▶ [PROBLEM]: Shorten the paragraph of the Saint Omer review that begins "In Saint Omer, Diop has created" while keeping its main facts.

▶ [PAGE EXCERPT]:
>> Begin

In 2016, documentary filmmaker Alice Diop (We) felt compelled to attend the trial of Fabienne Kabou, a Senegalese mother accused of infanticide. Pregnant at the time, Diop followed and read about the details of the three-year-old case wherein Kabou had taken her 15-month-old child to the beach in Berck-Sur-Mer and left her to be claimed by rising tides. As Diop watched testimony of Kabou’s unthinkable crime, she began wrestling with her own feelings—about immigrants, about prejudice, about her mother, about her own impending motherhood, and about the chemical bonds of that deeply rooted relationship. Soon a movie was born. 

In Saint Omer, Diop has created a fictionalized version of that trial, centering her debut narrative feature through the eyes of her alter-ego Rama (Kayije Kagame), a journalist, professor and expectant mother living in Paris. Authoring a book inspired by the Medea myth, Rama decides to visit the eponymous town and witness a young woman named Laurence Coly (Guslagie Malanga) take the stand and defend her decision to kill her only child. The trial will offer insight and research for her writing, but quickly triggers visceral dreams, stirs up the complicated feelings she has about her pregnancy, and rekindles the fractured relationship she has with her immigrant mother. 

After a few opening sequences documenting Rama’s daily life before the trial (she turns cold and distant with her husband and family), Diop spends the majority of the time inside the oak-colored courtroom. If this marks Diop’s first pivot outside documentary filmmaking, she treats the majority of these scenes with an instinctual cinéma vérité style, filming chronologically with static and slow-moving cameras that stay focused mostly on Coly’s face as she begins answering questions from the judge and barristers. Though Coly admits to killing her baby, she pleads not guilty, unwilling to provide motivation beyond claiming her murderous act came from sorcery. It begins a quiet, psychologically profound series of revelations and reconciliations.

>> End

▶ [RECORD LIST]:
>> Begin

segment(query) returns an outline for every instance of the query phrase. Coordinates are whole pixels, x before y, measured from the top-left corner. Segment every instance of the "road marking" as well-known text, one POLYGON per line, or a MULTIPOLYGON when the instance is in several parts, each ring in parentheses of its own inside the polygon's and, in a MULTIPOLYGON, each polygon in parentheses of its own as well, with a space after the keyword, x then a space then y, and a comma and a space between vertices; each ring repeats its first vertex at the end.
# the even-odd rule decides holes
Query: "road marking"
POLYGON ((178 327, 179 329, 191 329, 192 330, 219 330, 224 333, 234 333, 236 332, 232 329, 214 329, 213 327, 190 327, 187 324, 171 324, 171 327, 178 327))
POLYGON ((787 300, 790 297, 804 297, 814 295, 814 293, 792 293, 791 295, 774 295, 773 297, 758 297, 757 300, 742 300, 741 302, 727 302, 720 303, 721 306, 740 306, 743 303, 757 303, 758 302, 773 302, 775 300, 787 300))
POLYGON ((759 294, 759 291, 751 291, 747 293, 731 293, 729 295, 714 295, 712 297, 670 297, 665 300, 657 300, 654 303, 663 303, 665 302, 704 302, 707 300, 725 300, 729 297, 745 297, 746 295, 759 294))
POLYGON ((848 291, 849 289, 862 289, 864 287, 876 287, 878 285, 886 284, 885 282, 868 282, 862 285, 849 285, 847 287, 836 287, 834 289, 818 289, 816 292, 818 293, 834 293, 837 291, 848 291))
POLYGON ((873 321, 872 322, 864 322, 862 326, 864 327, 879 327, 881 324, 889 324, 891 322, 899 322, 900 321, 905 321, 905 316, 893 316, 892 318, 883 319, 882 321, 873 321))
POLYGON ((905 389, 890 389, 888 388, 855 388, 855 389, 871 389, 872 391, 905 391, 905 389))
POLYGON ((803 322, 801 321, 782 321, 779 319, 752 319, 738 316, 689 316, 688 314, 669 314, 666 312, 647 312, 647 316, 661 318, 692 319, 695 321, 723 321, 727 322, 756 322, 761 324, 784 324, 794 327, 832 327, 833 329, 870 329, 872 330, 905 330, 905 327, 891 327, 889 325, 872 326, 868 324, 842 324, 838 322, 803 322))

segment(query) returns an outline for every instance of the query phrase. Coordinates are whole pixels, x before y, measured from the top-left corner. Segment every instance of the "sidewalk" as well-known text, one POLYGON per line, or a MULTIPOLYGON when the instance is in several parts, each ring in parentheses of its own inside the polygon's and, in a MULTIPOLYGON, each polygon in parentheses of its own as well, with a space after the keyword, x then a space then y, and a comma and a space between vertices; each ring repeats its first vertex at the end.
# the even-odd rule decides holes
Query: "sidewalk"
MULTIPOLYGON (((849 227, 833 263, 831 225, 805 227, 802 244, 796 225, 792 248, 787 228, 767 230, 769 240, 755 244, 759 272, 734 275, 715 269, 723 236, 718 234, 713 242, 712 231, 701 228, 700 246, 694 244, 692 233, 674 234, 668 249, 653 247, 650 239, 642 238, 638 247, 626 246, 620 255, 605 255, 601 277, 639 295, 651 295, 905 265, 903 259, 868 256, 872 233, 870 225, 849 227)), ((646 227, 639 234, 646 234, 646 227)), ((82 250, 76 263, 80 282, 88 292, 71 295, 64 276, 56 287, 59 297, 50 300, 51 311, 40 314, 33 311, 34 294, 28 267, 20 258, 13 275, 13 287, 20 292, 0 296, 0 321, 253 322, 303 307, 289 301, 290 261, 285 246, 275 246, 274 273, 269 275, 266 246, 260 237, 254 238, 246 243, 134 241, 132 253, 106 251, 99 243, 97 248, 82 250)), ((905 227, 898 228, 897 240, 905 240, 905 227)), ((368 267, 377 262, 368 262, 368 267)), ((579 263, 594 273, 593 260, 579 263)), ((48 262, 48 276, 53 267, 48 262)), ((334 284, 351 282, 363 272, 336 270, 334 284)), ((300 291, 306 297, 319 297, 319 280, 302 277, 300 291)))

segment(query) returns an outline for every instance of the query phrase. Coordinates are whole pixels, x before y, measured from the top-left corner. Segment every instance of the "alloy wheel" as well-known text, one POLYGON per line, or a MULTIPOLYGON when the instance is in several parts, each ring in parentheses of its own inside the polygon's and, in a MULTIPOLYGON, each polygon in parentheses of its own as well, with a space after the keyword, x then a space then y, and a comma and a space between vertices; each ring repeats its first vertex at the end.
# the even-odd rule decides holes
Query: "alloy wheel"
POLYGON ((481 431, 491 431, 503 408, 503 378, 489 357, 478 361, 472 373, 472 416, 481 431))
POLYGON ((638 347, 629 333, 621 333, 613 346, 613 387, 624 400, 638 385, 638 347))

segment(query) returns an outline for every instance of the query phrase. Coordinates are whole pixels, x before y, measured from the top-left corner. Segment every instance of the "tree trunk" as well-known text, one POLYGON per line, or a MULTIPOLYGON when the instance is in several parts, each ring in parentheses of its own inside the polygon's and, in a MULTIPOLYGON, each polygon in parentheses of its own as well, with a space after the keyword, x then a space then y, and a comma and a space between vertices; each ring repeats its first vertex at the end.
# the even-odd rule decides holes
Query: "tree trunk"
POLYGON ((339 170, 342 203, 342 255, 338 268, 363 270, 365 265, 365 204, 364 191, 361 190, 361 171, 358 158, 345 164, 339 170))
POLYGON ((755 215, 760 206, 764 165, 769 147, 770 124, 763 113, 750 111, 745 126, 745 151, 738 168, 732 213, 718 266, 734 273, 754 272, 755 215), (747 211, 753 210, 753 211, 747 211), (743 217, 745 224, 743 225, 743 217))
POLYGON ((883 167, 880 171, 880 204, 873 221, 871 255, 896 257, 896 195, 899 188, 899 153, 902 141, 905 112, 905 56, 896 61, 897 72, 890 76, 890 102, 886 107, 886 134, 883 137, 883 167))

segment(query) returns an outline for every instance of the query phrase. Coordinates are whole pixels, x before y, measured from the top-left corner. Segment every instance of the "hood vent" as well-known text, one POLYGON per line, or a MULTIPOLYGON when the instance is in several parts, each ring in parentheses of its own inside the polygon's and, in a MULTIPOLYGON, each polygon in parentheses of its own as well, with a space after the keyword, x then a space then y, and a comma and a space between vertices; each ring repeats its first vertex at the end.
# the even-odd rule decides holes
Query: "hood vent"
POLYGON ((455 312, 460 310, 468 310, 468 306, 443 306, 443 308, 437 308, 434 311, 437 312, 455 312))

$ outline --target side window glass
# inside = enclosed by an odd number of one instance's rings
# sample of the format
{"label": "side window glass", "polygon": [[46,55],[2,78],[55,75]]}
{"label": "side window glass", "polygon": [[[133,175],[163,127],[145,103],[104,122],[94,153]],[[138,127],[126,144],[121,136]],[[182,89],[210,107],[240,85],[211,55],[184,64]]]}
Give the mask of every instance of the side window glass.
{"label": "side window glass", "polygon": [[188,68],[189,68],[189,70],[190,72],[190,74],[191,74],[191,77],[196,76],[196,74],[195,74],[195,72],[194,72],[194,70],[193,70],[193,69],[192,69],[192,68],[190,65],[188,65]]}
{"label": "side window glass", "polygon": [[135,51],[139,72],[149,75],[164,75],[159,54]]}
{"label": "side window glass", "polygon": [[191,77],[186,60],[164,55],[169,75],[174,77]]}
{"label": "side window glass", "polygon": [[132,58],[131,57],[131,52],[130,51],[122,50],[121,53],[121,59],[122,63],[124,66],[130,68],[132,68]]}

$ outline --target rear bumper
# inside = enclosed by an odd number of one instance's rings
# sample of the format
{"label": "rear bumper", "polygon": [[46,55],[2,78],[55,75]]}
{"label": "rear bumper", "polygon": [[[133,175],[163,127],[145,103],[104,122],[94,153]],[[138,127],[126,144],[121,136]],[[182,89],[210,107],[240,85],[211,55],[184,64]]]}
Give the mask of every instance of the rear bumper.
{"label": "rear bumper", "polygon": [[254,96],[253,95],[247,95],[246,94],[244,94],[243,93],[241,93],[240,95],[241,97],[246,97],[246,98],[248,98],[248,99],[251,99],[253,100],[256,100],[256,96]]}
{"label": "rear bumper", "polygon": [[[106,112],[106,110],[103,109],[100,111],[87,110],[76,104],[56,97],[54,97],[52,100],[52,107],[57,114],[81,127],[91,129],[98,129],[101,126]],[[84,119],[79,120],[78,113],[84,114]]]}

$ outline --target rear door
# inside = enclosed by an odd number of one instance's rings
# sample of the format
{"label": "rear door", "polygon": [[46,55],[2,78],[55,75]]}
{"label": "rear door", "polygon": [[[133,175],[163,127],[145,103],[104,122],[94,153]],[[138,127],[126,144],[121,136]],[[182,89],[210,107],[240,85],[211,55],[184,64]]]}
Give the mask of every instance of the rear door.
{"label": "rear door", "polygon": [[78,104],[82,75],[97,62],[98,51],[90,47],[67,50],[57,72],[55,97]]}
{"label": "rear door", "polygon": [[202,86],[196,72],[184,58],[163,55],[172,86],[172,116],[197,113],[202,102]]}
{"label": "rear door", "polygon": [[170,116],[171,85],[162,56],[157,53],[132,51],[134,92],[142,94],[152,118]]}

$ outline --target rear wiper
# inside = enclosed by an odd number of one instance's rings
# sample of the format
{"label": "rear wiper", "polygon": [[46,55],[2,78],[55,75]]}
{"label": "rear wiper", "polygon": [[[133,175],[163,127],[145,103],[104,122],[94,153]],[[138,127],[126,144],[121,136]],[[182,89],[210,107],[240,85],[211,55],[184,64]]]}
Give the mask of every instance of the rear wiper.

>> End

▶ [SOLUTION]: Diop's debut narrative feature, Saint Omer, fictionalizes the trial and follows her alter-ego Rama (Kayije Kagame), a pregnant Paris journalist and professor who is writing a book inspired by the Medea myth. Rama travels to Saint Omer to watch Laurence Coly (Guslagie Malanga) defend killing her only child. She goes for research, but the trial soon triggers vivid dreams, stirs up her mixed feelings about her pregnancy, and reopens her strained relationship with her immigrant mother.